(Entries from a pointing dataset)
## Begin
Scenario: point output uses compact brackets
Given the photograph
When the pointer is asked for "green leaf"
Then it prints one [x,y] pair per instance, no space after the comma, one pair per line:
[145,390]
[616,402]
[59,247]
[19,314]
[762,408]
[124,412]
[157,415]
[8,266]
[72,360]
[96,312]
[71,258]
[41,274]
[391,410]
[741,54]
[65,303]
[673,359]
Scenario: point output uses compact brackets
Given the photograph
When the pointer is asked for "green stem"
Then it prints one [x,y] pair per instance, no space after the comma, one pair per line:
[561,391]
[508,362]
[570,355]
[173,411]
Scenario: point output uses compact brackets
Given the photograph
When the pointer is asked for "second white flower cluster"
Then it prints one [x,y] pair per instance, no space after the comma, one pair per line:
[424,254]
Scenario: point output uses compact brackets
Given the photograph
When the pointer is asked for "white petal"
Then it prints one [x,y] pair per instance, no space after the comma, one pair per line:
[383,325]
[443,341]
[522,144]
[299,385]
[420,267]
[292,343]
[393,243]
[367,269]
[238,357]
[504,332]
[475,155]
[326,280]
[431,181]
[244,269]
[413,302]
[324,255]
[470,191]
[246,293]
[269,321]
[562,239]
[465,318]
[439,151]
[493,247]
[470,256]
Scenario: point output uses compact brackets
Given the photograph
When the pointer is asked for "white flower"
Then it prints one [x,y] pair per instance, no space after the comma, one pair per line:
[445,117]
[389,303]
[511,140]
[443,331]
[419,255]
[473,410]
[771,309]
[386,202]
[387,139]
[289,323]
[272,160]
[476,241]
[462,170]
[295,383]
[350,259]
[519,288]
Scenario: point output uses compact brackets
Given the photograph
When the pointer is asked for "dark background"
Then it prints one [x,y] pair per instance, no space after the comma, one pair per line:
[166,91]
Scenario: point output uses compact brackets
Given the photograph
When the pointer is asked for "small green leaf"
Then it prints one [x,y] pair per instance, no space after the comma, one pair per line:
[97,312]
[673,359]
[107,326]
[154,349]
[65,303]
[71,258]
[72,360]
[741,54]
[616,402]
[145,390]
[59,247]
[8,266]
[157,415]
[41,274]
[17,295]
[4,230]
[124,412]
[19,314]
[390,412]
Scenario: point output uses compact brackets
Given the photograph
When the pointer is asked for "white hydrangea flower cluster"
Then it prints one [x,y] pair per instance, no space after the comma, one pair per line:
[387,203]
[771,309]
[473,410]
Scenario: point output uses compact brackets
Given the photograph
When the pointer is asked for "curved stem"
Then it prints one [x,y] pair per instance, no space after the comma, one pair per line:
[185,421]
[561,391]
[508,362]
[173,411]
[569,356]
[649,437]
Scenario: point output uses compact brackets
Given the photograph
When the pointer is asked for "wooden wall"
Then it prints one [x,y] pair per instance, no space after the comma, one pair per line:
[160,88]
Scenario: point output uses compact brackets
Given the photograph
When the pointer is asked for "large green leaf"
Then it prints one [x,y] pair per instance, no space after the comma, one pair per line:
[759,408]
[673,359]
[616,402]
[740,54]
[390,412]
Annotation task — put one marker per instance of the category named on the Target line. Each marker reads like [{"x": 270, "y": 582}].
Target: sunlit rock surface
## End
EXERCISE TASK: Without leaving anything out, give the entries again exactly.

RESPONSE BELOW:
Scenario: point output uses compact brackets
Given the photograph
When the pointer is asked for "green leaf"
Then it prints one [x,y] pair per instance, no space after the comma, one pair per line:
[145,390]
[616,402]
[59,247]
[19,314]
[762,408]
[124,412]
[157,415]
[8,266]
[72,360]
[96,312]
[71,258]
[41,274]
[391,410]
[741,54]
[65,303]
[673,359]
Scenario: point output uses compact brackets
Given the photograph
When the pointer is asked for "green stem"
Then it prints one [x,y] pair per instance, no space after the comma, one pair per line:
[561,391]
[508,362]
[570,355]
[173,411]
Scenario: point output uses compact brackets
Given the photograph
When the pointer is asked for "second white flower cluster"
Then it prints one [x,y] pair per instance, no space after the comma, one pair per line:
[424,254]
Scenario: point output uses compact brackets
Given the photograph
When the pointer is asked for "white petal"
Then it prints one [x,y] pair per instance, no space after the comma, one pair per line:
[383,325]
[443,341]
[522,144]
[299,385]
[420,267]
[292,343]
[393,243]
[367,269]
[238,357]
[504,332]
[475,155]
[326,280]
[431,181]
[244,269]
[413,302]
[324,255]
[470,191]
[246,293]
[269,321]
[562,239]
[465,318]
[439,151]
[493,247]
[470,256]
Scenario: point output uses compact brackets
Given the photograph
When the pointer is asked for "white flower"
Then it prints one [x,y] pair per instance, no space after the comma, one pair per line:
[445,117]
[389,303]
[511,140]
[443,331]
[419,255]
[473,410]
[771,309]
[386,202]
[387,139]
[289,323]
[272,160]
[476,241]
[462,170]
[295,383]
[350,259]
[519,288]
Scenario: point output uses compact brackets
Given the photograph
When the pointer is asked for "dark background"
Then it prints one [x,y] pair per instance, no space after the comma, one pair per line:
[166,91]
Scenario: point output uses compact brackets
Given the photograph
When the pointer is asked for "small green leaf"
Then it prints one [x,y] pair per instance, no space after the comma, one pair per line:
[97,312]
[673,359]
[107,326]
[154,349]
[65,303]
[71,258]
[72,360]
[741,54]
[616,402]
[145,390]
[59,247]
[8,266]
[157,415]
[41,274]
[17,295]
[4,230]
[124,412]
[19,314]
[390,412]
Scenario: point output uses compact brackets
Given the photograph
When the pointer is asked for "white hydrangea flower cluster"
Then it prints one [x,y] pair per instance, no space after the comma, one pair per line:
[387,203]
[771,309]
[473,410]
Scenario: point output uses compact brackets
Given the photograph
When the pointer is asked for "curved stem"
Then it prints one [x,y] pair per instance, no space after the comma, one pair per line:
[185,421]
[561,391]
[508,362]
[173,411]
[569,356]
[649,437]
Scenario: point output uses compact brackets
Given the photograph
When the pointer is asked for "wooden wall"
Then it prints one [x,y] pair per instance, no space after the comma, one pair per line:
[160,88]
Scenario: point output uses compact brackets
Given the photograph
When the pointer is asked for "large green leaf"
Then it prints one [x,y] pair per instance, no space after the comma, one pair per line:
[759,408]
[673,359]
[616,402]
[740,54]
[390,412]
Annotation task — put one marker per instance of the category named on the Target line. Each marker reads like [{"x": 270, "y": 582}].
Target: sunlit rock surface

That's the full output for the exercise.